**** Page extract ****
St Andrews Square, Droitwich Spa

Location



Droitwich Spa town centre

52° 16’ 01.71” N

2° 09’ 00.60” W

elev. 42m







Field Report



The town can trace its history back to the Anglo Saxon period. Throughout its long history it prospered as a centre of salt production. The route of the A38 trunk road follows the old salt road. The town does have an attractive old quarter, centred on a crossroads. Now it mainly houses restaurants, solicitors offices and the like. The central shopping area has moved a few hundred yards away, housed in a redevelopment dating, by the look of it from the early 70s. Why large scale planning always seems to result in somewhere dispiriting, I am not sure. Maybe it's those unexpected juxtaposition, coincidental and surprising differences of style and scale which give places a unique character. You can't plan serendipity. Droitwich centre really does suffer from planning blight. Pleasant enough but soulless.

Not that the city fathers were unappreciative of their history. There's one of those 'toned down' semi modernist municipal concrete murals, so beloved of the post-war town planner. It shows an eighth century Mercian king granting the town a charter to produce salt. There is even evidence that the industry goes even further to Roman times.

Across the the square, opposite the modern public library, is a more recent sculpture in a more realist style which commemorates the hard labour of the salt workers, men, women and children. Overall it is well done, powerful in a slightly conservative way, a noble monument to the ordinary working people who enriched Droitwich over the centuries.
****
Questions on the material ->
- 1) In the field report on St Andrews Square in Droitwich Spa, what does the concrete municipal mural show?
- 2) Carry on the field report about St Andrews Square in Droitwich Spa, starting after its final sentence.
**** Provided information ****
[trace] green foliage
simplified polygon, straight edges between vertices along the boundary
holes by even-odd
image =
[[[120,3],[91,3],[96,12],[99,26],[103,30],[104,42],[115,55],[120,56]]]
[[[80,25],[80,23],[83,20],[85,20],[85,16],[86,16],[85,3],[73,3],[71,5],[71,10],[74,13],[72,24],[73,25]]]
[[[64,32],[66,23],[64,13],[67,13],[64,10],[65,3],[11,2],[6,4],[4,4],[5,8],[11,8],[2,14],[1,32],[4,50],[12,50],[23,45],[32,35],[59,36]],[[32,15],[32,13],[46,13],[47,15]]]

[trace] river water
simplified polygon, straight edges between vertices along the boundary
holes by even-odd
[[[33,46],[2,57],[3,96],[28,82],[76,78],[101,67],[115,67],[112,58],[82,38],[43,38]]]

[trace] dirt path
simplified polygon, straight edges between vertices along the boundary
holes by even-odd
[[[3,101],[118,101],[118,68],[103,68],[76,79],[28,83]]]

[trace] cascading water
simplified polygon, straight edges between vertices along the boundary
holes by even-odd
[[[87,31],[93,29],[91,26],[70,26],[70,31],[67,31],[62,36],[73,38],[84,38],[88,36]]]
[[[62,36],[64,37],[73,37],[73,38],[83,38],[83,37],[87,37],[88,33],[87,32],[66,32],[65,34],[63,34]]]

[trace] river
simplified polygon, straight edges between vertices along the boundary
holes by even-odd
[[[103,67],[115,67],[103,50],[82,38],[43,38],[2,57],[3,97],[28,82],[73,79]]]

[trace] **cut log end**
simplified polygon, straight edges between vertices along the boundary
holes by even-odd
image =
****
Task-by-task outputs ->
- 1) An eighth-century Mercian king granting the town a charter to produce salt.

- 2)
There is one strange miscalculation however. The female worker is depicted bare-breasted. Now there is lots of public statuary that contains nudity. These usually evoke some personified idea, like Liberty or Victory, and hark back to a classical tradition. The problem is, in a work of social realism, introducing a nude figure is to mix both genre and register. It just looks odd, as if the artist was invoking a 'grand manner' out of kilter with the work's intention. Overall though it was good to see recent investment in public art.

Lido Park. next to where we had parked the van, featured public statuary of an altogether more amusing tenor. Over the past few years there has been a fashion for tree stump whittling. Local councils, faced with the task of removing tree stumps from the local park have taken to commissioning wood sculptors to come and 'transform' them. The results are almost always kitch, but rarely so hilarious as the Lido Park 'Diver'. Droitwich's very own wood-whittling Rodin decided to celebrate the local outdoor swimming pool by carving a diver in wood. The result is a 3D paean to Hockney's 'Big Splash' that could be renamed the 'Big Clunk'.

The strangeness of Albion. I rest my case.